▶ **What to produce**: Write out exactly the lines from the one containing "Target: fireplace hearth" through the last line of the records below, including both.

* * * * * * * * *

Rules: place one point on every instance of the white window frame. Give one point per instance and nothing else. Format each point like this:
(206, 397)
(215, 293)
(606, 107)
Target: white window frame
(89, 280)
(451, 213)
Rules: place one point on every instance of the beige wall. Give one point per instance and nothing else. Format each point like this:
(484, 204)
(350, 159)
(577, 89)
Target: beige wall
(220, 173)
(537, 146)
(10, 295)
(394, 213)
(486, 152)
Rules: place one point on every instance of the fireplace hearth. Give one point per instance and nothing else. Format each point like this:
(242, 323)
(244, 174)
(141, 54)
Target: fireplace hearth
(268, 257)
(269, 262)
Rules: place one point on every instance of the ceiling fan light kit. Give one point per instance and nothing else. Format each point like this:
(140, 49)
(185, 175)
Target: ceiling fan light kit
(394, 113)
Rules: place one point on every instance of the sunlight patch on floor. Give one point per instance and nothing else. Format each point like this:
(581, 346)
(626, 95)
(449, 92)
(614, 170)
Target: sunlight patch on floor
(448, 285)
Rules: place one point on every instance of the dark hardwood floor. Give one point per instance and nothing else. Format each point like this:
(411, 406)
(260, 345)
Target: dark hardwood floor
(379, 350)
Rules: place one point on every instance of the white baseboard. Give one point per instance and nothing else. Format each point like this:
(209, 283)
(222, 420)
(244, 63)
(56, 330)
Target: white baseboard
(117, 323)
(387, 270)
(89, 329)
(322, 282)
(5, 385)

* * * * * * * * *

▶ **Problem solution**:
Target: fireplace hearth
(268, 257)
(269, 262)
Rules: place one point on every instance of the ceiling fan light kit. Give one point per instance and nothing else. Format each point like this:
(140, 49)
(185, 175)
Target: ceiling fan light kit
(394, 113)
Rules: place one point on every instance of the sunlight patch on floor. Give one point per instance and nothing else. Format each point like this:
(581, 346)
(626, 95)
(449, 92)
(614, 170)
Target: sunlight patch on floor
(448, 285)
Rules: place one point on every instance of the dark hardwood floor. Give one point per instance and nothing else. Format each point like this:
(411, 406)
(260, 345)
Target: dark hardwood floor
(379, 350)
Rules: place one point on every instance of the white baseboard. Give one point per instance and nothing else. Format each point like this:
(209, 283)
(222, 420)
(244, 63)
(56, 330)
Target: white baseboard
(117, 323)
(387, 270)
(89, 329)
(322, 282)
(5, 385)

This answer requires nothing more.